> **TEXT BLOCK**:
** start **
To view parent comment, click here.
To read all comments associated with this story, please click here.
Are you retarded or something?
Making low level file system operations atomic (journalling) is very different from full user-api transaction support - making a set of high level operations (file creation, file modification, file copying, file deleting) atomic.
If you want to write a new copy of A.txt over an existing copy of A.txt, a journaling file system does not protect you from the system crashing whilst you write the new copy (leaving you with a half written copy of the new A.txt and losing the entirety of the old A.txt). The "safer" but not absolutely safe way of doing it today would be to write to a temp file and then do a delete/rename.
A transactional file system would ensure that the entirety of the new "A.txt" is written (no matter how many write/read/etc operations it takes) before changes to "A.txt" are made visible.
Of course, a TxFs would allow also allow transactions on more than just a single file.
Edited 2005-12-04 07:39
>Are you retarded or something?
** end **
> **LISTED RECORDS**:
** start **
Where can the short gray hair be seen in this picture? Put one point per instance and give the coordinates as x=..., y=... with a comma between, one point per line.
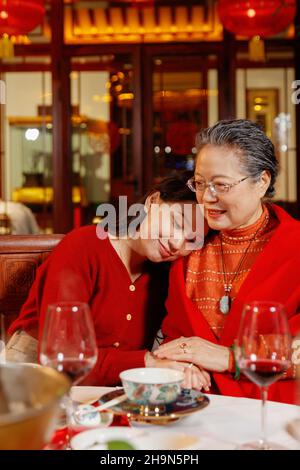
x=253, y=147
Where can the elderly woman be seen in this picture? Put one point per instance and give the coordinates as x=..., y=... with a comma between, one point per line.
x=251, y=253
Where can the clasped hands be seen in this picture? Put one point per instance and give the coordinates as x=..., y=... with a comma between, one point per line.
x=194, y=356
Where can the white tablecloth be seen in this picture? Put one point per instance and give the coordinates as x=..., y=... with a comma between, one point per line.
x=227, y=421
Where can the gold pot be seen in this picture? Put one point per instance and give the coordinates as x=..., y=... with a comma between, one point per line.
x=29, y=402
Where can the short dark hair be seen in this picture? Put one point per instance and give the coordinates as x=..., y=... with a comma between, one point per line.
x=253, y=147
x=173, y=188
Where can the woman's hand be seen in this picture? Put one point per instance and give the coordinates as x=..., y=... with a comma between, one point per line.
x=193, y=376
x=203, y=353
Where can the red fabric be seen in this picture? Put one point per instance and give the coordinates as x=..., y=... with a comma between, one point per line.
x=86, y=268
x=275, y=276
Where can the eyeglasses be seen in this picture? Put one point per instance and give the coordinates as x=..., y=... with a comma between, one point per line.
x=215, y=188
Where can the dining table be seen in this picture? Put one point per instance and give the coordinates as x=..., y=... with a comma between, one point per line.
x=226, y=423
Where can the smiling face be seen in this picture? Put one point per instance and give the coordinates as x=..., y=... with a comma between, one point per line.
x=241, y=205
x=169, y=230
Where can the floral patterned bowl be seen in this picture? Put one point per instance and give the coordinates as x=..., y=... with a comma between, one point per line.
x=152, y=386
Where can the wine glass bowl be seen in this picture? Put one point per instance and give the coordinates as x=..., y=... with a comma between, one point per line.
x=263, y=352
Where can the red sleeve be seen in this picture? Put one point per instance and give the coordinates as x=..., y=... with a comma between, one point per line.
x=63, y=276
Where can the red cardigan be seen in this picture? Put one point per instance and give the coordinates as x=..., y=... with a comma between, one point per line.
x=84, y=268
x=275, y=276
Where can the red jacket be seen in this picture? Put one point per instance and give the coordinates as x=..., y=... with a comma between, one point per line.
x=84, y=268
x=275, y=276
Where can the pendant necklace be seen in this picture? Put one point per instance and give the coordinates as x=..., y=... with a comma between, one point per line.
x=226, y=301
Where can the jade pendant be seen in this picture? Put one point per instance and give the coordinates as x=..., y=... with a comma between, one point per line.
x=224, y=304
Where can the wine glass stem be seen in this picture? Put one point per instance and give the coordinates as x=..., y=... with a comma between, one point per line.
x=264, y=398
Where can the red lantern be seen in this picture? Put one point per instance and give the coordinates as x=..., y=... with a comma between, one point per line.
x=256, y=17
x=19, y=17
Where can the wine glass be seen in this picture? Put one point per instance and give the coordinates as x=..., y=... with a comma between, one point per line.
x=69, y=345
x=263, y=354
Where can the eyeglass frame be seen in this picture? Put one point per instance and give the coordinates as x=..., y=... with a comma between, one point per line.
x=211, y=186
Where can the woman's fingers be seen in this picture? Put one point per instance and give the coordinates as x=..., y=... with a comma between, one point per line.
** end **
> **GIVEN INSTRUCTION A**:
Reproduce the comment on transactional file systems word for word.
> **GIVEN INSTRUCTION B**:
Give everything from the row containing "Where can the wine glass stem" down to the last of the rows as a JSON list of strings, one string per line, with blank lines left out.

> **EXERCISE OUTPUT A**:
To view parent comment, click here.
To read all comments associated with this story, please click here.
Are you retarded or something?
Making low level file system operations atomic (journalling) is very different from full user-api transaction support - making a set of high level operations (file creation, file modification, file copying, file deleting) atomic.
If you want to write a new copy of A.txt over an existing copy of A.txt, a journaling file system does not protect you from the system crashing whilst you write the new copy (leaving you with a half written copy of the new A.txt and losing the entirety of the old A.txt). The "safer" but not absolutely safe way of doing it today would be to write to a temp file and then do a delete/rename.
A transactional file system would ensure that the entirety of the new "A.txt" is written (no matter how many write/read/etc operations it takes) before changes to "A.txt" are made visible.
Of course, a TxFs would allow also allow transactions on more than just a single file.
Edited 2005-12-04 07:39
>Are you retarded or something?

> **EXERCISE OUTPUT B**:
[
  "Where can the wine glass stem be seen in this picture? Put one point per instance and give the coordinates as x=..., y=... with a comma between, one point per line.",
  "x=264, y=398",
  "Where can the red lantern be seen in this picture? Put one point per instance and give the coordinates as x=..., y=... with a comma between, one point per line.",
  "x=256, y=17",
  "x=19, y=17",
  "Where can the wine glass be seen in this picture? Put one point per instance and give the coordinates as x=..., y=... with a comma between, one point per line.",
  "x=69, y=345",
  "x=263, y=354",
  "Where can the eyeglass frame be seen in this picture? Put one point per instance and give the coordinates as x=..., y=... with a comma between, one point per line.",
  "x=211, y=186",
  "Where can the woman's fingers be seen in this picture? Put one point per instance and give the coordinates as x=..., y=... with a comma between, one point per line."
]